[begin EXTRACTED MATERIAL]
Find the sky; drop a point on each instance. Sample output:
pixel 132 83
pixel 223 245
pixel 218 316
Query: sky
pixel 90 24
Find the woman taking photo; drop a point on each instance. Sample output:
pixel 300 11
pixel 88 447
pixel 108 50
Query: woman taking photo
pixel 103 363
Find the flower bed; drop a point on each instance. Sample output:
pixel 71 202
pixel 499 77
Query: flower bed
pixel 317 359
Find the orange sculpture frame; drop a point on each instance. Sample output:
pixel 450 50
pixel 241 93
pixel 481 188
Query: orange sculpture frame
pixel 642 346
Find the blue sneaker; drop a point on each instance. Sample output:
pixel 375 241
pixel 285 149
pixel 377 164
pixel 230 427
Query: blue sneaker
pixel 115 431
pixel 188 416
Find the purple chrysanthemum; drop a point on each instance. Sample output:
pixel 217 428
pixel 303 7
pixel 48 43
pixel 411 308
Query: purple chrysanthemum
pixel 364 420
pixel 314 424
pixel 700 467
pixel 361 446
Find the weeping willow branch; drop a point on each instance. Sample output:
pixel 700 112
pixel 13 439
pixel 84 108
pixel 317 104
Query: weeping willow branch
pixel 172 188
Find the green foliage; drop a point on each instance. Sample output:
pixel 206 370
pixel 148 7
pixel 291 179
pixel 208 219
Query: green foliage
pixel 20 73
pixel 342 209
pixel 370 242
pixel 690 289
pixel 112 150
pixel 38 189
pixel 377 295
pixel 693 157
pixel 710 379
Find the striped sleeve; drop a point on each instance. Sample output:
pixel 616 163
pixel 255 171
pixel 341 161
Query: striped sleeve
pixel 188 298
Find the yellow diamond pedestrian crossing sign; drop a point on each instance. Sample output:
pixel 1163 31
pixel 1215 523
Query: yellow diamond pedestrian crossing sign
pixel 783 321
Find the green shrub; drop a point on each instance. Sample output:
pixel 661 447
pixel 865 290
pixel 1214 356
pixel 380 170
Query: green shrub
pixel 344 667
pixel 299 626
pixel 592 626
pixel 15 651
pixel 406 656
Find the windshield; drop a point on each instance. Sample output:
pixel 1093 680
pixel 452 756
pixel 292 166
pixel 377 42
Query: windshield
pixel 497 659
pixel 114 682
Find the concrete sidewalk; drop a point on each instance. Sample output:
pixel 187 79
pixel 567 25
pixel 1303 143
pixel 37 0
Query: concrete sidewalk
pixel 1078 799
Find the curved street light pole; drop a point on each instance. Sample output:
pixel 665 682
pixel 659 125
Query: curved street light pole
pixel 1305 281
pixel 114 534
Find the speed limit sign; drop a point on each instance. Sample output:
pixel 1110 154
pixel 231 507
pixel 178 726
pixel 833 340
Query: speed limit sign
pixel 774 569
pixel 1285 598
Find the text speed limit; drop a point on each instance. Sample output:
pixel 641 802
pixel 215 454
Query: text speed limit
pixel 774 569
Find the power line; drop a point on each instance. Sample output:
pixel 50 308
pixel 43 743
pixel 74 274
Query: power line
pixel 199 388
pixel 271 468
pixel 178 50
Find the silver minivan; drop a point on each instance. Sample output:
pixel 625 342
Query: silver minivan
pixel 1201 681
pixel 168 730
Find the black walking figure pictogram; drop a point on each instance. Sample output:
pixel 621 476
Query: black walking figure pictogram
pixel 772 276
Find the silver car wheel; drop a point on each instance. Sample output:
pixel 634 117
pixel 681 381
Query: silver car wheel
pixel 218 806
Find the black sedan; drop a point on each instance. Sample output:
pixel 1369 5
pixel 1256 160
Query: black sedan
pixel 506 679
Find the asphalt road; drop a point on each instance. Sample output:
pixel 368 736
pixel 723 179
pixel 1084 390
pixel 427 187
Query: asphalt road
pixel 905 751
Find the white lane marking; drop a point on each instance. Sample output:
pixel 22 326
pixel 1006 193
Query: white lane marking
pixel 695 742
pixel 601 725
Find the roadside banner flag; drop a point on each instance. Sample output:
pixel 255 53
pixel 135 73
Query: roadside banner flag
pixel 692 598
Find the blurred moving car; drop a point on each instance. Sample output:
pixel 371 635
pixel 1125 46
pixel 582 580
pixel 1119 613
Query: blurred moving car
[end EXTRACTED MATERIAL]
> **JOB**:
Rewrite every row above, changing "Sample output" to "Example output" each time it appears and keeping everything else the same.

> **REPLY TO THE TASK**:
Find the sky; drop a point on each instance. Example output:
pixel 132 83
pixel 223 245
pixel 218 316
Query: sky
pixel 90 24
Find the woman taking photo; drop a point on each instance. Example output:
pixel 300 11
pixel 88 447
pixel 108 50
Query: woman taking photo
pixel 103 363
Find the flower bed; drop a point on each instance. Example output:
pixel 71 202
pixel 499 77
Query: flower bed
pixel 317 359
Find the orange sculpture frame; drop a point on each instance. Example output:
pixel 450 50
pixel 241 93
pixel 481 188
Query: orange sculpture frame
pixel 642 346
Find the blue sneaker; drop a point on each instance. Example output:
pixel 375 241
pixel 285 149
pixel 377 164
pixel 230 427
Query: blue sneaker
pixel 115 431
pixel 188 416
Find the purple chrysanthemum; drop a point on each instance. Example output:
pixel 217 428
pixel 303 7
pixel 48 43
pixel 411 308
Query: purple chrysanthemum
pixel 364 420
pixel 314 424
pixel 700 467
pixel 361 446
Find the weeping willow branch; drop a point on each instance. Example output:
pixel 700 112
pixel 13 439
pixel 84 108
pixel 317 104
Query: weeping willow branch
pixel 172 188
Find the green foliage; drop a point on each instance. Example output:
pixel 206 370
pixel 148 7
pixel 291 179
pixel 208 219
Query: green foliage
pixel 20 73
pixel 342 209
pixel 370 242
pixel 690 289
pixel 112 150
pixel 38 189
pixel 377 295
pixel 693 157
pixel 710 379
Find the striped sleeve; drop a point on each instance. Example output:
pixel 616 163
pixel 255 171
pixel 341 161
Query: striped sleeve
pixel 188 298
Find the yellow diamond pedestrian crossing sign; drop a point on each instance. Example output:
pixel 1163 31
pixel 1215 523
Query: yellow diamond pedestrian crossing sign
pixel 783 321
Find the green shrub; drop a point on each instance. Example output:
pixel 661 447
pixel 865 290
pixel 1214 356
pixel 380 170
Query: green shrub
pixel 344 667
pixel 299 626
pixel 592 626
pixel 15 651
pixel 406 656
Find the windshield; drop a point on each instance. Example output:
pixel 1093 680
pixel 452 756
pixel 292 166
pixel 377 42
Query: windshield
pixel 497 659
pixel 114 682
Find the concrete sidewalk; drop a point on each instance. Example output:
pixel 187 79
pixel 567 25
pixel 1303 143
pixel 37 0
Query: concrete sidewalk
pixel 1078 799
Find the curved street light pole; drop a point on each instance. Example output:
pixel 665 682
pixel 659 125
Query: curved street light pole
pixel 1305 281
pixel 114 534
Find the speed limit sign; drop a point on each instance. Example output:
pixel 1110 154
pixel 231 507
pixel 178 726
pixel 833 340
Query: speed limit sign
pixel 774 569
pixel 1285 598
Find the text speed limit; drop a point on each instance. Example output:
pixel 641 802
pixel 215 454
Query: text speed limit
pixel 774 569
Find the power line; drop a point on each instance. Example output:
pixel 50 308
pixel 43 743
pixel 74 274
Query: power line
pixel 199 388
pixel 271 468
pixel 178 50
Find the silver minivan; drop a point on each instance. Example output:
pixel 625 342
Query: silver minivan
pixel 1201 681
pixel 168 730
Find the black walking figure pictogram; drop a point on each instance. Example output:
pixel 621 476
Query: black walking figure pictogram
pixel 772 276
Find the silver car wheel; drop a point on each instance. Example output:
pixel 634 117
pixel 681 381
Query: silver car wheel
pixel 218 806
Find the black sedan; drop a point on each instance. Example output:
pixel 1369 5
pixel 1256 160
Query: black sedan
pixel 506 679
Find the asphalt road; drop a point on each instance. Example output:
pixel 368 736
pixel 723 179
pixel 1084 390
pixel 427 187
Query: asphalt road
pixel 905 751
Find the white lane marking; drop a point on each instance. Example output:
pixel 22 326
pixel 1006 193
Query: white lane marking
pixel 695 742
pixel 601 725
Find the roadside banner flag; drop a point on each instance. Example output:
pixel 255 53
pixel 135 73
Query: roadside banner flag
pixel 692 598
Find the blurred moving car; drop a point on each instance. Example output:
pixel 371 635
pixel 1125 46
pixel 582 580
pixel 1119 613
Query: blurred moving car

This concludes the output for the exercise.